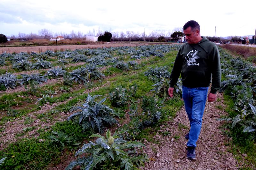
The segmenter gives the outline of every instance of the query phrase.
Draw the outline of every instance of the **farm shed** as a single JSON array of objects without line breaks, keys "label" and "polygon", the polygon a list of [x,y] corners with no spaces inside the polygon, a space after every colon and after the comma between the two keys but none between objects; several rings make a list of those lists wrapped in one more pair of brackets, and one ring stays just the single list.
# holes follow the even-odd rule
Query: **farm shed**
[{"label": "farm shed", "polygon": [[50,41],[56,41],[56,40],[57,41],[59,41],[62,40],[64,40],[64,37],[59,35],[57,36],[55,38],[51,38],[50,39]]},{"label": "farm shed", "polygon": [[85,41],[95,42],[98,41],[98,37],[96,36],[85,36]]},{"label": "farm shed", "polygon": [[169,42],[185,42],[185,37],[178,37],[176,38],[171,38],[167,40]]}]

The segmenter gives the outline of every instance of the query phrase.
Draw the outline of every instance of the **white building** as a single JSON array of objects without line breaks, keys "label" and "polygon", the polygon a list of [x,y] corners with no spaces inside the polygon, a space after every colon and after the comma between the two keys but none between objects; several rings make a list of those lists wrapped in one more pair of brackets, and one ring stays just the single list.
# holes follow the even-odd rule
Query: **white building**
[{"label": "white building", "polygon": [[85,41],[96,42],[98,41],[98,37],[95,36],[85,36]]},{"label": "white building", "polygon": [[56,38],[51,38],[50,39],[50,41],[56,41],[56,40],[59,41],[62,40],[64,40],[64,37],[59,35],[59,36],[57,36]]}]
==
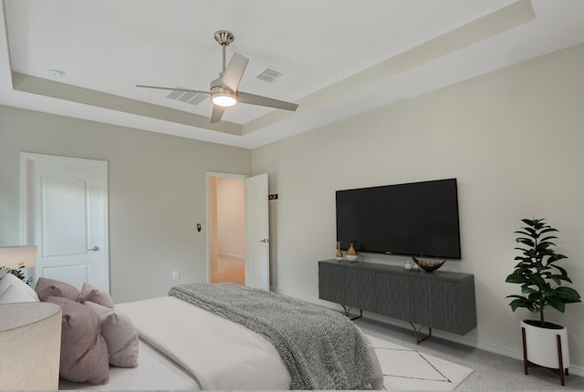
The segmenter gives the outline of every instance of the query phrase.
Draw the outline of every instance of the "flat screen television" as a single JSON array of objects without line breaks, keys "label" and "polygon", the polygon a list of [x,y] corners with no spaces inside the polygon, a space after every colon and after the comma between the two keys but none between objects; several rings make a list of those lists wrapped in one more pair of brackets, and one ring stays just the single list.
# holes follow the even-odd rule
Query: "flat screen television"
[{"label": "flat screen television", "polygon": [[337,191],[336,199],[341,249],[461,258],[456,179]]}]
==
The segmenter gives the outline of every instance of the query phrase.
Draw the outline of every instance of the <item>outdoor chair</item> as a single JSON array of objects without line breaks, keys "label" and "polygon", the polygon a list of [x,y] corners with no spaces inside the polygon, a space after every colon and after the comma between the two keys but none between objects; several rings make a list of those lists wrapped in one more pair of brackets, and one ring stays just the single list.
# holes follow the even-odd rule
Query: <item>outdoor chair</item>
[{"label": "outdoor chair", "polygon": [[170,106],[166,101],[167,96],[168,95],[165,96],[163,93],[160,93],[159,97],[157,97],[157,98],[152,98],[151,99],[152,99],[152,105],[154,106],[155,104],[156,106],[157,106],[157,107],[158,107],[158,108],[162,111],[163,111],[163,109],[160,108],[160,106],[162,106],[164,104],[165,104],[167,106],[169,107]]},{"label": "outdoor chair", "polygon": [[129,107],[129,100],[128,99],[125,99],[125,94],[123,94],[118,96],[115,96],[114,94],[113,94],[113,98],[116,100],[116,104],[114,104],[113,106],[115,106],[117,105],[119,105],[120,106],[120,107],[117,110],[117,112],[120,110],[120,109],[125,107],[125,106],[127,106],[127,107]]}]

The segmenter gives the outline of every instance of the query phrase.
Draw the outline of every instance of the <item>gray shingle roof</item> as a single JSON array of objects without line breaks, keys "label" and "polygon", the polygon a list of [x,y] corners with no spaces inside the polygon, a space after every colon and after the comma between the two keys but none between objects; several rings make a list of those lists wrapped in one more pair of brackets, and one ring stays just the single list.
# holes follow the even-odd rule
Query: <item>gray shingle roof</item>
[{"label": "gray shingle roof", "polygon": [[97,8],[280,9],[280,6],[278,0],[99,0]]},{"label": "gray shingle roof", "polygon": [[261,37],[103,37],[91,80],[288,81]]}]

• Written task
Give only the number of lines in the records that contain the string "colon". Case counts.

• Exercise answer
5